— Start Dataset records —

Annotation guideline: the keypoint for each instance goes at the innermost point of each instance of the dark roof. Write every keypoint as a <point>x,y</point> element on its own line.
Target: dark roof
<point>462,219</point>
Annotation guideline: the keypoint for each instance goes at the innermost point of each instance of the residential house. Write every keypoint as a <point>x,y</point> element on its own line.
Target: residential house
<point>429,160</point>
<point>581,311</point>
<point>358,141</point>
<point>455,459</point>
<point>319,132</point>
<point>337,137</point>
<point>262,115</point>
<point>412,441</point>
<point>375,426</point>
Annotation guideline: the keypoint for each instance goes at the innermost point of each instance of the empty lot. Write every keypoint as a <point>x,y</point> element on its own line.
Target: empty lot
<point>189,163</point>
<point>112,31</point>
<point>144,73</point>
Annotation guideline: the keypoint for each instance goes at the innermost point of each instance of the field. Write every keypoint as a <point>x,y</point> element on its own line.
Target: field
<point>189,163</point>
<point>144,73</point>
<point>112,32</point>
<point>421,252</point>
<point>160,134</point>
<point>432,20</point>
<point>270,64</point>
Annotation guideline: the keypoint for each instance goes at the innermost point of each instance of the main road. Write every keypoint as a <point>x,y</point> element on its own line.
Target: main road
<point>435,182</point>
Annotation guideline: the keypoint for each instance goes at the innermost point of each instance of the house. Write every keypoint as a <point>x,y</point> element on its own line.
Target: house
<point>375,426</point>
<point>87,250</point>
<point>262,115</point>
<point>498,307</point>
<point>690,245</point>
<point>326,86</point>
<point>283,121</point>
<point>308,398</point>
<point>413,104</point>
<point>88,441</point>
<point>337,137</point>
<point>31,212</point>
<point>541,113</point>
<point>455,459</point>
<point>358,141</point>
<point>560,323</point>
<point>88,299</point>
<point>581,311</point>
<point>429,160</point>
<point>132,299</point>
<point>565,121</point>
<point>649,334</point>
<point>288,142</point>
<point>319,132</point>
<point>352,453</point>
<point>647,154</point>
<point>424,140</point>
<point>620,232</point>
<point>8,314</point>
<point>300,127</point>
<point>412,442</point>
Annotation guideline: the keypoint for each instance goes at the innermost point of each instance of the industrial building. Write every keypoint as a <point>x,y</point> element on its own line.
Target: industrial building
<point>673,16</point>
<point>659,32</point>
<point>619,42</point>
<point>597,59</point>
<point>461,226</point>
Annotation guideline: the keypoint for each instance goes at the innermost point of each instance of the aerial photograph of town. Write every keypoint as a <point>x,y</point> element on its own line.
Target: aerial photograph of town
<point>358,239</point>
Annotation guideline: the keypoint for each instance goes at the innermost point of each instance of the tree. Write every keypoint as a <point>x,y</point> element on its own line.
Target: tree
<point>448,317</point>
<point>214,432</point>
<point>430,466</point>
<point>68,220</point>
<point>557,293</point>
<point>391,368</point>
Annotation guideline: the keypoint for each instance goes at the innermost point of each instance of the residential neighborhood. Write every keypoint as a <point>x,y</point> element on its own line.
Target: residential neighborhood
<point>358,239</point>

— End Dataset records —

## [Exercise prompt]
Reproduce every row above verbatim, keeping each line unchanged and in its original order.

## [Result for this task]
Annotation guideline: the keypoint for each instance goes at the innermost point of each instance of the dark roof. Write every keypoint as a <point>x,y</point> element on its own line.
Target: dark roof
<point>462,219</point>
Annotation guideline: the keypoint for each instance goes at the innermost point of each instance of the residential house. Write every keypoint as a <point>x,y</point> element on its own line.
Target: residential house
<point>429,160</point>
<point>581,311</point>
<point>358,141</point>
<point>455,459</point>
<point>319,132</point>
<point>337,137</point>
<point>262,115</point>
<point>412,441</point>
<point>375,426</point>
Annotation guideline: the keypoint for each instance goes at the innermost point of each instance of the empty lot. Write every keypoint as a <point>x,y</point> element on its own line.
Target: empty lot
<point>189,163</point>
<point>112,31</point>
<point>144,73</point>
Annotation guideline: the keypoint for each instance goes at the innermost point of each instance of the field. Write every keypoint as a <point>x,y</point> element on its own line.
Target: field
<point>189,163</point>
<point>144,73</point>
<point>112,32</point>
<point>421,252</point>
<point>160,134</point>
<point>432,20</point>
<point>270,64</point>
Annotation guideline: the keypoint for each instance goes at the innermost point of each instance of the main road. Write every keypoint as a <point>x,y</point> element on its own line.
Target: main road
<point>435,182</point>
Annotation guideline: the keypoint for each instance goes at the innermost point of each instance of the house. Write every keypoint as a <point>x,y</point> element on its own line.
Target: house
<point>375,426</point>
<point>87,250</point>
<point>262,115</point>
<point>498,307</point>
<point>690,245</point>
<point>326,86</point>
<point>283,121</point>
<point>308,398</point>
<point>413,104</point>
<point>88,441</point>
<point>337,137</point>
<point>31,212</point>
<point>541,113</point>
<point>455,459</point>
<point>358,141</point>
<point>560,323</point>
<point>88,299</point>
<point>581,311</point>
<point>429,160</point>
<point>132,299</point>
<point>565,121</point>
<point>649,334</point>
<point>288,142</point>
<point>319,132</point>
<point>352,453</point>
<point>647,154</point>
<point>424,140</point>
<point>620,232</point>
<point>8,314</point>
<point>300,127</point>
<point>412,442</point>
Annotation guideline: the keypoint for each instance goes at the innermost point of each instance of the industrial building. Write every keypoint as a <point>x,y</point> element on its own line.
Target: industrial building
<point>673,16</point>
<point>659,32</point>
<point>619,42</point>
<point>597,59</point>
<point>461,226</point>
Annotation guideline: the keypoint for each instance goes at the innermost point of each instance of the aerial photograph of town. Write every keypoint as a <point>x,y</point> element on its own line.
Target: aerial photograph of town
<point>358,239</point>
Annotation guideline: the keypoint for each instance goes at the innermost point of each instance of the tree. Write every keypoint as a <point>x,y</point> element on its own line.
Target: tree
<point>448,317</point>
<point>214,432</point>
<point>430,466</point>
<point>68,220</point>
<point>557,293</point>
<point>391,368</point>
Annotation guideline: the keypoint for each instance goes at the innermost point of each instance of the residential neighborhood. Write every keypoint as a <point>x,y</point> element on its own line.
Target: residential neighborhood
<point>358,239</point>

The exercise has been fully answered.